--- Instructions for the task ---
Gather every line of the listing below that contains the word "Dataset".

*** Source data

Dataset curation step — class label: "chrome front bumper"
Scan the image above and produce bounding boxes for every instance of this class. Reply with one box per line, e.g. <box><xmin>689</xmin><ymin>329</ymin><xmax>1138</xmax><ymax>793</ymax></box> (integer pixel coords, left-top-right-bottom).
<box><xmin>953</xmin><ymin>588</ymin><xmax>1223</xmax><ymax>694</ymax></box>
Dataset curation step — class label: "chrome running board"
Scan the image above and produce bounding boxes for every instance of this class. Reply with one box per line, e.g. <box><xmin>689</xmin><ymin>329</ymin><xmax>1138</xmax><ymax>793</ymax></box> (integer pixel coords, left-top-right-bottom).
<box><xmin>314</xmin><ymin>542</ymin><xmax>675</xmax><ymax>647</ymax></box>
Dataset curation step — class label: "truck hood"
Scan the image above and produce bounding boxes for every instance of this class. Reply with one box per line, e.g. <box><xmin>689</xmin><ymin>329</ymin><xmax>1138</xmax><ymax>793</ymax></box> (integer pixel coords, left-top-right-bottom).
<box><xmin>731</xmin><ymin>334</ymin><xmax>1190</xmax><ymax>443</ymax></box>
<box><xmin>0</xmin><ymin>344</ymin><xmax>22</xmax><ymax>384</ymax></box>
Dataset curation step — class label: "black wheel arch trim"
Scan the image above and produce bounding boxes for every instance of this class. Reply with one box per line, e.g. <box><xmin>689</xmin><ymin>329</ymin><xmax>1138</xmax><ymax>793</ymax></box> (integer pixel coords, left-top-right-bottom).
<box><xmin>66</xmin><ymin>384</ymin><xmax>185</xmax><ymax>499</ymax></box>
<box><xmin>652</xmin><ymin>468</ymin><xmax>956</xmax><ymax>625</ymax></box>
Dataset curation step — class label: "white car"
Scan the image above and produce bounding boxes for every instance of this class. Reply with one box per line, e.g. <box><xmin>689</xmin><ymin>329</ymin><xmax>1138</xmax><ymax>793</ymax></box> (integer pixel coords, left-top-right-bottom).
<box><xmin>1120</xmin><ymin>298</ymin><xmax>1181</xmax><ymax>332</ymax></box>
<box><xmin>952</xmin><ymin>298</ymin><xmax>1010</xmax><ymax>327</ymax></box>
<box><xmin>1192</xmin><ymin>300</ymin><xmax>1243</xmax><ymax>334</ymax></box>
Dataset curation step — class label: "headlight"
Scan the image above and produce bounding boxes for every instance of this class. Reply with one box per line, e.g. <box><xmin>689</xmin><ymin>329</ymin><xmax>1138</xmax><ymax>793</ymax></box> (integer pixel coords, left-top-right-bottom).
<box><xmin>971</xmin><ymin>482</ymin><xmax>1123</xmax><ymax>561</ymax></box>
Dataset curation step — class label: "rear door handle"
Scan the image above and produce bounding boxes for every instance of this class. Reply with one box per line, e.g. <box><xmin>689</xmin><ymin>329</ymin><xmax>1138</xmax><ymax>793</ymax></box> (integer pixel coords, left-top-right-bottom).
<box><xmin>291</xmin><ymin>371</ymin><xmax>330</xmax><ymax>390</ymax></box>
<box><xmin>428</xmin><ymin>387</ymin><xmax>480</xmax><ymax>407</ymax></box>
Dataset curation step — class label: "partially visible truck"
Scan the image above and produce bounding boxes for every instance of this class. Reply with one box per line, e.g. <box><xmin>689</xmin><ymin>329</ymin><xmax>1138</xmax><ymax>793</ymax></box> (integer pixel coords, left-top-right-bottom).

******

--- Exercise output ---
Dataset curation step — class label: "chrome front bumper"
Dataset curation step — class label: "chrome running board"
Dataset curation step — class label: "truck hood"
Dataset curation step — class label: "black wheel arch trim"
Dataset curation step — class label: "white car"
Dataset curation step — class label: "headlight"
Dataset curation step — class label: "rear door handle"
Dataset curation step — class label: "partially visible truck"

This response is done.